Instructions for the task: Copy out each line of the material below with no changes.

--- BEGIN Task data ---

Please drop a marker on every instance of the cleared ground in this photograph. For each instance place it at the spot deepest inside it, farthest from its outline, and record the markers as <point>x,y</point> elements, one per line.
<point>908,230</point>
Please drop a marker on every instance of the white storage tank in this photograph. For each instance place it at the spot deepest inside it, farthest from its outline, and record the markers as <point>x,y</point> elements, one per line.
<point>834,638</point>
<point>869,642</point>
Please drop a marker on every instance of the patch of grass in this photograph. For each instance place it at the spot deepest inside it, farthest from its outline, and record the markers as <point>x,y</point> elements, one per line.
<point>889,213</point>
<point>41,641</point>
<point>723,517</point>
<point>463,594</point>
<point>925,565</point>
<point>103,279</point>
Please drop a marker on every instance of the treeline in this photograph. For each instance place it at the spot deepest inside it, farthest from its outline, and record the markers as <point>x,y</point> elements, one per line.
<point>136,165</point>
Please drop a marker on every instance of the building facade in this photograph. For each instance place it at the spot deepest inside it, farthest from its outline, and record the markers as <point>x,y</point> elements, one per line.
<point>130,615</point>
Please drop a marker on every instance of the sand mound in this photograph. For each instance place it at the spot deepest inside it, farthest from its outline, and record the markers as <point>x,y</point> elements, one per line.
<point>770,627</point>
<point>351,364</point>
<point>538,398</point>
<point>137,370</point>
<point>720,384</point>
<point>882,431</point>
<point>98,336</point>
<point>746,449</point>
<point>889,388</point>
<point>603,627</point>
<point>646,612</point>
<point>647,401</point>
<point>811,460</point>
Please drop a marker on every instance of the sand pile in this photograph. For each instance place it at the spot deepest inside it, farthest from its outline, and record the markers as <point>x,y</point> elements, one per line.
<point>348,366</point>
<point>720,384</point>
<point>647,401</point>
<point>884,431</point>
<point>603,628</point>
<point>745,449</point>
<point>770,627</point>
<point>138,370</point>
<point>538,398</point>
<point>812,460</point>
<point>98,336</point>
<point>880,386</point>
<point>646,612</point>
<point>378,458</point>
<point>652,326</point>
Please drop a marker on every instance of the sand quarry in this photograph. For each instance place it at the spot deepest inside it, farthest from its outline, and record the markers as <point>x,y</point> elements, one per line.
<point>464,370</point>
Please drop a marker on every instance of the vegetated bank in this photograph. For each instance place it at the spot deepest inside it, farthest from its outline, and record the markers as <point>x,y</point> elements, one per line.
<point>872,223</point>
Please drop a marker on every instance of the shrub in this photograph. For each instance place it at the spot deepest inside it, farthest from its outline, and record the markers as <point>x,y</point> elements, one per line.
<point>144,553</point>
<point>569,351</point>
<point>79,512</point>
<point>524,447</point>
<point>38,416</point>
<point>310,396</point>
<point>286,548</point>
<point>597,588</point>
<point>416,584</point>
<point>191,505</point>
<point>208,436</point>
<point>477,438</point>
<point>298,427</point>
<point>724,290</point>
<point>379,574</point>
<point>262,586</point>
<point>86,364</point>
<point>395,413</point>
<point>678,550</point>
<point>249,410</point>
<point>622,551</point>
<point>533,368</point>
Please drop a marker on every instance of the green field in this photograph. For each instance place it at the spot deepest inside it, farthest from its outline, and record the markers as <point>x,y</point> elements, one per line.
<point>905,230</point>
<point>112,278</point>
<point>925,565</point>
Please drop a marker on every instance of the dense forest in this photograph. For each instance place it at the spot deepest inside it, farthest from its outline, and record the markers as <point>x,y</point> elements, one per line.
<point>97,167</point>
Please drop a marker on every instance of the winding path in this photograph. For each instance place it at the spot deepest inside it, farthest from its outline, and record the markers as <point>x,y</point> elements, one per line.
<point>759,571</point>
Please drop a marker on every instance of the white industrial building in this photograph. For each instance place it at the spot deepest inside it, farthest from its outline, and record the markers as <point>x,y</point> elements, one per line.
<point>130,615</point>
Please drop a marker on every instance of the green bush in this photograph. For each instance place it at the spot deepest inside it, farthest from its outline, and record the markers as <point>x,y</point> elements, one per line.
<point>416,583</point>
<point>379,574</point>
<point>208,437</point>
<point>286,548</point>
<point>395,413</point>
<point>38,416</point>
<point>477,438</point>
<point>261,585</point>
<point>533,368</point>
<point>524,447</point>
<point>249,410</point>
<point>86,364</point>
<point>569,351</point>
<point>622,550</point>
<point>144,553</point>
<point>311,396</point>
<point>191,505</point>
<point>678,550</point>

--- END Task data ---

Full solution:
Please drop a marker on every instance of the cleared ground in this photograph. For each instance place it at the spot deepest inside it, farthest from its outline, and record the markers as <point>x,y</point> elements, one per line.
<point>908,230</point>
Please drop a marker on every instance of the white storage tank in this photograph. For each instance place it at the spot deepest inside it, farthest from its outline, and record the markers as <point>x,y</point> elements, one per line.
<point>834,638</point>
<point>869,642</point>
Please drop a marker on every instance of the patch of grass in this photograph. For each instance place it at the spot deepest inside it, farthest from its outline, and record the markers as <point>x,y</point> elements, one per line.
<point>889,213</point>
<point>41,641</point>
<point>723,517</point>
<point>463,594</point>
<point>925,565</point>
<point>103,279</point>
Please drop a marker on every instance of the treeline in this photograph. For each instance place it at the spot deepest inside it, farthest from its outline, and record the markers as <point>x,y</point> elements, one per line.
<point>136,165</point>
Please drop a marker on every instance of the building facade in this photograph. For each instance place it at the spot deepest inside it, farthest from its outline, and record the markers as <point>x,y</point> elements, one per line.
<point>130,615</point>
Please drop a marker on every instance of the sand mound in this photograph. For each instance place it at the spot deepest inside it, farthest from its outline, and record the markers as <point>x,y</point> elements, one per line.
<point>770,627</point>
<point>351,364</point>
<point>538,398</point>
<point>137,370</point>
<point>720,384</point>
<point>882,431</point>
<point>98,336</point>
<point>746,449</point>
<point>889,388</point>
<point>603,627</point>
<point>646,612</point>
<point>647,401</point>
<point>811,460</point>
Please drop a marker on every instance of the sand pile in this photograph. For each instance place it at the spot deepest inside it, farthest from its outline, and record the markers as <point>x,y</point> elements, one per line.
<point>348,366</point>
<point>720,384</point>
<point>647,401</point>
<point>884,431</point>
<point>603,628</point>
<point>745,449</point>
<point>770,627</point>
<point>138,370</point>
<point>538,398</point>
<point>812,460</point>
<point>98,336</point>
<point>880,386</point>
<point>646,612</point>
<point>378,458</point>
<point>652,326</point>
Please drop a marker on every instance of the sand quarry in this photograph. For each instance place it at the spot deepest inside it, farthest from its outline, and record the markers as <point>x,y</point> elements, one per line.
<point>464,370</point>
Please drop a marker on every instance of the vegetated bank in this photograph. For each instance place it at the spot deepest inside it, farthest from its outline, and record the markers as <point>x,y</point> elements, one per line.
<point>872,223</point>
Please drop a marker on every instance of the shrub in this photograph. For each instance place it at the spot deepest inside it, farthest from its outline, and record the markers as <point>x,y</point> elements, one per line.
<point>144,553</point>
<point>569,351</point>
<point>79,512</point>
<point>524,447</point>
<point>38,416</point>
<point>310,396</point>
<point>286,548</point>
<point>597,588</point>
<point>416,584</point>
<point>191,505</point>
<point>208,436</point>
<point>477,438</point>
<point>298,427</point>
<point>724,290</point>
<point>379,574</point>
<point>262,586</point>
<point>86,364</point>
<point>395,413</point>
<point>678,550</point>
<point>249,410</point>
<point>622,551</point>
<point>533,368</point>
Please drop a marker on every instance of the green field in this photograph. For each instance place it at the spot deepest inside it, farthest from its outline, and record the markers as <point>x,y</point> elements, one per line.
<point>905,230</point>
<point>112,278</point>
<point>925,565</point>
Please drop a marker on every instance of the dense forest in this photograph. For each instance place it at the spot deepest inside it, farthest from its outline, and record the markers as <point>x,y</point> elements, one per line.
<point>97,167</point>
Please drop a marker on every instance of the winding path in this photograph. For each instance place it at the spot deepest inside it, farthest from its outline, and record the markers as <point>x,y</point> elements, one per line.
<point>759,571</point>
Please drop a marker on every instance of the white industrial building in this photograph. For each instance place it at the spot deepest inside it, farthest from its outline, and record the markers as <point>x,y</point> elements, one per line.
<point>130,615</point>
Please drop a marker on every instance of the green bush in this photograph. For each instance place it at the spot deepest inside it, farthest from its outline, and record the markers as <point>x,y</point> elements, one per line.
<point>416,583</point>
<point>379,574</point>
<point>208,437</point>
<point>286,548</point>
<point>395,413</point>
<point>38,416</point>
<point>477,438</point>
<point>261,585</point>
<point>533,368</point>
<point>524,447</point>
<point>249,410</point>
<point>86,364</point>
<point>569,351</point>
<point>622,550</point>
<point>144,553</point>
<point>311,396</point>
<point>191,505</point>
<point>678,550</point>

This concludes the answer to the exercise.